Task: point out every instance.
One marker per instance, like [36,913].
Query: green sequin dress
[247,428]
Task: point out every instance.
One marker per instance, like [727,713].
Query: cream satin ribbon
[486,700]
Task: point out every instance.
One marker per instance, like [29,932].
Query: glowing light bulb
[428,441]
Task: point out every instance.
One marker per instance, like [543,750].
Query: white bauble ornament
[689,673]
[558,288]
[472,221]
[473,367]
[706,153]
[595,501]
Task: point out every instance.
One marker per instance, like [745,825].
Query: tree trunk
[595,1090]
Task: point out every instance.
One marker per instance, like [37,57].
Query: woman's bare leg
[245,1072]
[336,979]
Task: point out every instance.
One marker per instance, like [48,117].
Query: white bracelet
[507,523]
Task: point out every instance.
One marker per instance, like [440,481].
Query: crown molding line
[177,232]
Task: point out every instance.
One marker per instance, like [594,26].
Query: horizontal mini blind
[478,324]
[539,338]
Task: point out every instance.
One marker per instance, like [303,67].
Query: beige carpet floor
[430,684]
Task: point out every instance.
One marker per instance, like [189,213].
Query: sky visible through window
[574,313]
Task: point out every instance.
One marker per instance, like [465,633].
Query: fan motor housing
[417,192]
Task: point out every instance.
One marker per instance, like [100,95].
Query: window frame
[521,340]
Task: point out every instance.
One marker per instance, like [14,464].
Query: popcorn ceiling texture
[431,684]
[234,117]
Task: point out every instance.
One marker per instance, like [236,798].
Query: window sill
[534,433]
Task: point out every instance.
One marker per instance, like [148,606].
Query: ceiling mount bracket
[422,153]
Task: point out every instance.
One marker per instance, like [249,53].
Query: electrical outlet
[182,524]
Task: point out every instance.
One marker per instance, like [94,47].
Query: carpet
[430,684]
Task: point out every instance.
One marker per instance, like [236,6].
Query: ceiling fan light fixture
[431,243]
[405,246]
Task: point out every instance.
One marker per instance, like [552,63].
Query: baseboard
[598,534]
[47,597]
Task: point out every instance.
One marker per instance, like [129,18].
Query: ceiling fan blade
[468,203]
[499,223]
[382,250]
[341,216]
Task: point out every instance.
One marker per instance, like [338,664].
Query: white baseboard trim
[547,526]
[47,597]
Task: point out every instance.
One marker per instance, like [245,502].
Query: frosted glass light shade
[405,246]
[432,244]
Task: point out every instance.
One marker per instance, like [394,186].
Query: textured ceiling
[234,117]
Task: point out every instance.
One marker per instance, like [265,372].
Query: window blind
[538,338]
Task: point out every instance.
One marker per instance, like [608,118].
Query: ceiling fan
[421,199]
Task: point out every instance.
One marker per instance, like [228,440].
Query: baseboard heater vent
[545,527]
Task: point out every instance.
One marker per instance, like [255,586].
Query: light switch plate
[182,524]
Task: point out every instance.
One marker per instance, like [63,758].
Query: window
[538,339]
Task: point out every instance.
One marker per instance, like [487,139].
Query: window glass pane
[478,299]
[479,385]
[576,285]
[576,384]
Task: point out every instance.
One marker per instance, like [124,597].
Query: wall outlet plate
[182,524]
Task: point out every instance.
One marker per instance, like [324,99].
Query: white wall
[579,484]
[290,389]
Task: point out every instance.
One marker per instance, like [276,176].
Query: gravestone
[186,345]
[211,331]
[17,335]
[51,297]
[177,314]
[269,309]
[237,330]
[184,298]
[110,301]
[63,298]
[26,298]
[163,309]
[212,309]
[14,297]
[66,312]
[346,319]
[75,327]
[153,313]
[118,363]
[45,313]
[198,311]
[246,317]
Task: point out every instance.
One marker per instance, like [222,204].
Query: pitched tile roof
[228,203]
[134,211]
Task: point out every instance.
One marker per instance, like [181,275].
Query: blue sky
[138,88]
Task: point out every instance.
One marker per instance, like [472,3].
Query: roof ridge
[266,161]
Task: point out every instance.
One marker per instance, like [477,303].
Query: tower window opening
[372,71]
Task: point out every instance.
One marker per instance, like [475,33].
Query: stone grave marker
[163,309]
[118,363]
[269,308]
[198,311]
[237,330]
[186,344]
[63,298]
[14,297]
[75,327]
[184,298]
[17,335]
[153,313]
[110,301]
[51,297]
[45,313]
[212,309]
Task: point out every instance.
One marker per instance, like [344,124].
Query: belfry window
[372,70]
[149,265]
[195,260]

++++++++

Work order
Please print the data above exactly as it appears.

Answer to the problem
Task: point out every instance.
One marker per instance, like [36,913].
Query: green sequin dress
[247,428]
Task: point out every instance.
One marker per instance, like [727,713].
Query: cream satin ribbon
[486,700]
Task: point out every instance.
One marker per instance, like [29,932].
Query: glowing light bulb
[428,441]
Task: point out every instance.
One marker per instance, like [543,750].
Query: white bauble ornament
[689,673]
[558,288]
[472,221]
[473,367]
[706,153]
[595,501]
Task: point out every instance.
One marker per instance, like [745,825].
Query: tree trunk
[595,1090]
Task: point out every instance.
One marker per instance, like [37,57].
Query: woman's bare leg
[245,1072]
[336,979]
Task: point out every instance.
One marker per instance, like [48,117].
Query: white bracelet
[507,523]
Task: point out every instance.
One marker per instance, like [440,481].
Query: crown molding line
[177,232]
Task: point out every instance.
One marker per instance, like [594,26].
Query: horizontal mini blind
[478,324]
[539,338]
Task: point out every instance.
One marker per instance, like [303,67].
Query: beige carpet floor
[430,684]
Task: point out every instance.
One marker per instance, like [189,213].
Query: sky visible through window
[574,313]
Task: point out every instance.
One marker per instance, like [465,633].
Query: fan motor housing
[417,192]
Task: point out every instance.
One marker per instance, like [100,95].
Query: window frame
[521,340]
Task: point out every instance.
One marker per instance, like [14,464].
Query: popcorn ceiling texture
[431,684]
[234,117]
Task: point out every instance.
One marker per instance, like [236,798].
Query: window sill
[534,433]
Task: point out every instance.
One marker per instance, like [148,606].
Query: ceiling mount bracket
[422,153]
Task: point out every instance.
One marker per instance, like [249,53].
Query: electrical outlet
[182,524]
Task: point out every instance.
One marker per instance, like [94,47].
Query: carpet
[430,684]
Task: point out every instance.
One marker per instance, like [236,6].
Query: ceiling fan light fixture
[431,243]
[405,246]
Task: point out every instance.
One marker per instance, like [552,63].
Query: baseboard
[598,534]
[47,597]
Task: point out every instance.
One marker per instance, like [129,18].
Query: ceiling fan blade
[468,203]
[499,223]
[382,250]
[341,216]
Task: point out every instance.
One marker per instance, like [338,664].
Query: white baseboard trim
[547,526]
[47,597]
Task: point out every instance.
One marker per instance, like [245,502].
Query: frosted glass light shade
[405,246]
[432,244]
Task: point out every instance.
One marker per instance, like [394,186].
Query: textured ceiling
[234,117]
Task: point out every instance.
One marker per instance, like [265,372].
Query: window blind
[538,338]
Task: point out every instance.
One marker per instance, like [608,118].
Query: ceiling fan
[421,199]
Task: point out every instance.
One marker per instance, like [228,440].
Query: baseboard heater vent
[545,527]
Task: point out every instance.
One marker per instance, like [255,586].
Query: light switch plate
[182,524]
Task: point out every instance.
One marker per instance, like [63,758].
Query: window
[538,339]
Task: point out every instance.
One marker per instance, like [487,139].
Query: window glass pane
[478,299]
[479,385]
[576,285]
[576,384]
Task: point out every instance.
One marker per instance, like [124,597].
Query: wall outlet plate
[182,524]
Task: point out every instance.
One marker per instance, like [324,99].
Query: white wall
[579,484]
[290,389]
Task: point out every instance.
One marker per instance, like [276,176].
Query: gravestone
[186,345]
[211,331]
[17,335]
[51,297]
[177,314]
[269,309]
[237,330]
[184,298]
[110,301]
[63,298]
[26,298]
[163,309]
[212,309]
[14,297]
[66,312]
[346,319]
[75,327]
[153,313]
[118,363]
[45,313]
[198,311]
[246,317]
Task: point out every instance.
One marker per instance, like [222,204].
Query: pitched tile roof
[228,203]
[134,211]
Task: point out every instance.
One marker per instance, like [181,275].
Query: blue sky
[138,88]
Task: point out every instance.
One marker per instance, like [472,3].
Query: roof ridge
[266,161]
Task: point out every instance.
One marker per instance, like [477,303].
Query: tower window opening
[372,71]
Task: point out every instance.
One marker per instance, like [475,33].
Query: stone grave marker
[163,309]
[118,363]
[269,308]
[198,311]
[237,330]
[186,344]
[63,298]
[14,297]
[75,327]
[184,298]
[17,335]
[153,313]
[110,301]
[51,297]
[45,313]
[212,309]
Task: point out every instance.
One marker per instance, like [344,124].
Query: belfry window
[372,70]
[149,265]
[195,260]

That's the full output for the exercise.